>> start Text segment
Allow me to tell you what I have learnt from a few awful mistakes I have never, until now, bragged about.
1. Don’t think you can bluff your way through without a continuity person just because everyone in the cast and crew swears they know the script backwards. This pedigree breed is born, not made. It requires equal parts photographic memory and the ability to report instantly to the director any inconsistency during filming. Which is why I am shown wearing trendy Ray-Ban sunglasses in one scene as the jailer during my movie Mystery of Mata Hari – which is set in 1917.
2. Never show actors what they’ve done on camera that day. At the premiere of one of my movies, a famous actor said: “Ken, thanks so much for letting me see the rushes, especially those of the first day of shooting. I realised I was playing my part too seriously, so from then on I lightened her up.” I groaned inwardly, for she had never equalled her performance of that first day.
>> end Text segment
>> start Provided records
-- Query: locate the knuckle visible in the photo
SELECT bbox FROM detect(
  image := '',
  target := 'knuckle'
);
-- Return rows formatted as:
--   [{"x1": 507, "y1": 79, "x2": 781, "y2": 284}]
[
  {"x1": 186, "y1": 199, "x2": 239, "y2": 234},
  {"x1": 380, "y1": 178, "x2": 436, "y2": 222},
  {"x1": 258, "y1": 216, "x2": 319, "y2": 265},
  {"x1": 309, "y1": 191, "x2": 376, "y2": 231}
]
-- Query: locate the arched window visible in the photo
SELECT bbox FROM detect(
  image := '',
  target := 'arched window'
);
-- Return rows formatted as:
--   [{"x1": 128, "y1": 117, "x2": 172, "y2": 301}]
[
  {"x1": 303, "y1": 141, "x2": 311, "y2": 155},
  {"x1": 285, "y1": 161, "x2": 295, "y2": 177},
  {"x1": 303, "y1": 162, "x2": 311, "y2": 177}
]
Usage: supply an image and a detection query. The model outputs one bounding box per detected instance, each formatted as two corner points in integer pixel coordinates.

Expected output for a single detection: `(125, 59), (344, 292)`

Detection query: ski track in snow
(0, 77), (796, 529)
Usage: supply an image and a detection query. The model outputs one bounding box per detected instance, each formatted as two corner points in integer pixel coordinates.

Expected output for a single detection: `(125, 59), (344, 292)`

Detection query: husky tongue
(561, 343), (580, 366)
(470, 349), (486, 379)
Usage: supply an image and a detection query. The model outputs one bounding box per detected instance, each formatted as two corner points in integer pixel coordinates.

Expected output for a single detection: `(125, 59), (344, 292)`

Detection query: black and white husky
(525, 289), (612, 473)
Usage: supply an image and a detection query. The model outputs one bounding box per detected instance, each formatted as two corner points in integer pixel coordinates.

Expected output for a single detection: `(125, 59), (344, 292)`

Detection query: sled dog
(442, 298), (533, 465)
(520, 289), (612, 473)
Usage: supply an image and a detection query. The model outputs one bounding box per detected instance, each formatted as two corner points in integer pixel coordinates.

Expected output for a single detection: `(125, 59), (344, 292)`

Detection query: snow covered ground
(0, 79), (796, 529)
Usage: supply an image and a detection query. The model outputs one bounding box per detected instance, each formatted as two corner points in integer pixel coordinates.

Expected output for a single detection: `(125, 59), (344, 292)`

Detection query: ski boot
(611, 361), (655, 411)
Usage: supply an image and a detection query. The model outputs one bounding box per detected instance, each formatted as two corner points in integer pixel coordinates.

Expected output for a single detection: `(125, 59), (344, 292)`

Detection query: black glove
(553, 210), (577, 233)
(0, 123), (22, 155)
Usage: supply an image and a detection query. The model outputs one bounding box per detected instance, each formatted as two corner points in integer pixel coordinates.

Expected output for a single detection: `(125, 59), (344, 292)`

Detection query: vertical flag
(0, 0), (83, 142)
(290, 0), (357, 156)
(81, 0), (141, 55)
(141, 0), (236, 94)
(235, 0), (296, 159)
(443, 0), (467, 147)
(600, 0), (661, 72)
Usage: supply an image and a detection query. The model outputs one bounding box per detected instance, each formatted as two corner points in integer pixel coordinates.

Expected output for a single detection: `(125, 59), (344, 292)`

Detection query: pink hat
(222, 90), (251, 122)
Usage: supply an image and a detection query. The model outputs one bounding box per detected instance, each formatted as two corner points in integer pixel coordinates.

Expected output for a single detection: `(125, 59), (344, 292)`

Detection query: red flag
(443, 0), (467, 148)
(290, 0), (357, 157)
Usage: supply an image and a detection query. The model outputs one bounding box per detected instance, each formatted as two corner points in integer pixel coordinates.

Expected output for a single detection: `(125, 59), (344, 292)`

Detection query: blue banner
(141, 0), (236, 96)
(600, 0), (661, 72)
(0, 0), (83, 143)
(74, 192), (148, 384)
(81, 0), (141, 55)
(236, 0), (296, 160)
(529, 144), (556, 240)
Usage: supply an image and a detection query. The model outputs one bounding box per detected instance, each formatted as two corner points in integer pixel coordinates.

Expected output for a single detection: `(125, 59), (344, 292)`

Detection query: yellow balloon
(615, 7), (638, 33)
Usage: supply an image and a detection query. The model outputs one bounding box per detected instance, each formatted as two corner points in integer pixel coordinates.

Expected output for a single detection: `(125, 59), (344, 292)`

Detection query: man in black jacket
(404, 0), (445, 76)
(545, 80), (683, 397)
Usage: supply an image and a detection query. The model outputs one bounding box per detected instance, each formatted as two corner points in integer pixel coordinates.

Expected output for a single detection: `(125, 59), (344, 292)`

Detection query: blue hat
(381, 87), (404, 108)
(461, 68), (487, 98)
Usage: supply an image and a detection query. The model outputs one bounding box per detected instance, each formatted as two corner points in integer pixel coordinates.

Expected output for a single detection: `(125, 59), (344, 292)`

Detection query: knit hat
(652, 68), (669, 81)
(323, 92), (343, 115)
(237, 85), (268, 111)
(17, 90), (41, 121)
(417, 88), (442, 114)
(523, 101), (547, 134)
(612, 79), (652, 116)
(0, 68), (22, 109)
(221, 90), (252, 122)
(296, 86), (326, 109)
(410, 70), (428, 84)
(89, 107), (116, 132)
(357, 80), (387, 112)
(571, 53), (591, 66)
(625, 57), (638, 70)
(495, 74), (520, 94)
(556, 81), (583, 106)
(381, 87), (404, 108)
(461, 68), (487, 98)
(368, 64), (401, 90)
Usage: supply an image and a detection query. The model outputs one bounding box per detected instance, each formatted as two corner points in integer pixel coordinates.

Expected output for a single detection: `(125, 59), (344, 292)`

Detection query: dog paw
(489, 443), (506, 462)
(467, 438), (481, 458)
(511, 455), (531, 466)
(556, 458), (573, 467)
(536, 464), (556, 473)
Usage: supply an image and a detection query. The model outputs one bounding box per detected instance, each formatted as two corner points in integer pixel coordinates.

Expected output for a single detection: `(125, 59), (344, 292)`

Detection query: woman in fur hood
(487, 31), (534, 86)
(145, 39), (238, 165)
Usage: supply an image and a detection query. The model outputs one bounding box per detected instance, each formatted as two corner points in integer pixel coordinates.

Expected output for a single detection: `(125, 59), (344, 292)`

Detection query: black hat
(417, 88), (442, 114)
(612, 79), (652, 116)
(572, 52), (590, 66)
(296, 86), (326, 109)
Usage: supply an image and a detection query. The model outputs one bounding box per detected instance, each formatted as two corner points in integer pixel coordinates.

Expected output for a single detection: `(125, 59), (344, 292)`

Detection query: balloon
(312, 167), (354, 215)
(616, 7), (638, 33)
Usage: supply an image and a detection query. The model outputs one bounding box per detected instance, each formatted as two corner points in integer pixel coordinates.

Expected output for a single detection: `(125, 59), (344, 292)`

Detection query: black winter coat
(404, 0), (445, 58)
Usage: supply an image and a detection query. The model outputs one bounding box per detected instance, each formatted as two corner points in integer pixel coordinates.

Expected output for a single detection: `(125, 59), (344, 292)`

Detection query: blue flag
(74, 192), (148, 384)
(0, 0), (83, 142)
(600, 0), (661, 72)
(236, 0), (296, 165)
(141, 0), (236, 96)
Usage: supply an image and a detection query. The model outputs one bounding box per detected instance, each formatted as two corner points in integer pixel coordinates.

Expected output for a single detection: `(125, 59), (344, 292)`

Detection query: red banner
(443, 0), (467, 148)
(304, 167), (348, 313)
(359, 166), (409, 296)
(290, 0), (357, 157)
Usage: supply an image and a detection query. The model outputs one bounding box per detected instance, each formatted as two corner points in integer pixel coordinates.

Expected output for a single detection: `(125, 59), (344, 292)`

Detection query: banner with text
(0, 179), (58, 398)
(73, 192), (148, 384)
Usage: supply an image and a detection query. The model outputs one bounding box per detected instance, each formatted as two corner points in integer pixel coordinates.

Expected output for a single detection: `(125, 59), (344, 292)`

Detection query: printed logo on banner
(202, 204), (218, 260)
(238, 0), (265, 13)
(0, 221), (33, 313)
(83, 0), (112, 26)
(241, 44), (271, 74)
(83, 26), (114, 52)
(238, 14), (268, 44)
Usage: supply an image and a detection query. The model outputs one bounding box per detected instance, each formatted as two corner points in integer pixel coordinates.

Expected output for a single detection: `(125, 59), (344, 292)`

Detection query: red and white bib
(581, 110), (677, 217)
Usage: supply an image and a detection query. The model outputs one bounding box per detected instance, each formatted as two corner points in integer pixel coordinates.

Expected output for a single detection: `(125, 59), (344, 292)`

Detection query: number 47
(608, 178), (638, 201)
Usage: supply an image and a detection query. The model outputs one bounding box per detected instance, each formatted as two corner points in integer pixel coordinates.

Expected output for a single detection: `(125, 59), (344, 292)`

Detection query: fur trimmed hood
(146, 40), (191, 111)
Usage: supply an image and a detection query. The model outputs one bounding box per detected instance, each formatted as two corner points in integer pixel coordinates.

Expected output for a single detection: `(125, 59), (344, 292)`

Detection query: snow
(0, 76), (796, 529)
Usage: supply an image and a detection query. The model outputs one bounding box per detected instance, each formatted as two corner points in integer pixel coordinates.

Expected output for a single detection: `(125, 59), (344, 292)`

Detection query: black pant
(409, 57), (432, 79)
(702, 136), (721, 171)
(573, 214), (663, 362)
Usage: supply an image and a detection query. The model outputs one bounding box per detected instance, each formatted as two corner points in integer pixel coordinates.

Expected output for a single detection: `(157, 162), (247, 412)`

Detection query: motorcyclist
>> end Provided records
◆ To-do list ◆
1 - In the passage on filmmaking mistakes, what year is the movie Mystery of Mata Hari set in?
2 - Carry the passage on filmmaking mistakes forward from its final sentence.
The data come from a separate source.

◆ Results of the tasks ◆
1 - 1917

2 -
3. Never give an unreliable member of the crew a second chance. Once my director of photography left because I would not reshoot a scene. But, as we had been a successful team for years, I rehired him for my next film – at which point he left for the second (and last) time.
4. Never use children. They are born fibbers. One talented boy told me he could swim. Eventually the time came for his character to almost drown. Imagine my chagrin when he shouted to me as I prepared to roll camera: “Mr Russell, I’m terribly sorry, I fibbed, I can’t swim at all.”
“No problem,” I shouted back. “We’ll row you out to discuss it.”
I lied. It was the most convincing drowning scene you can possibly imagine.
5. Never hire an expectant mother. The star of one of my biggest films had to disguise her condition by carrying an assortment of objects in front of her, or wearing voluminous cloaks. Even so, the bump was plainly revealed (for three seconds) when she was thrown off a sled careering down a snow-capped mountain. No harm done, though.
6. Never hire an actress on looks alone. She looked lovely in the TV play in which I first clapped eyes on her. Perfect casting, I thought, for running through lyric cornfields and dancing the night away at a court ball. But when she opened her mouth on screen and said, “Pleased tah meet cher majesty, spesh’ly on yer boithday,” you could have heard a pin drop. This was St Petersburg, not the Bronx. But then, in the TV play, she had played a deaf mute . . .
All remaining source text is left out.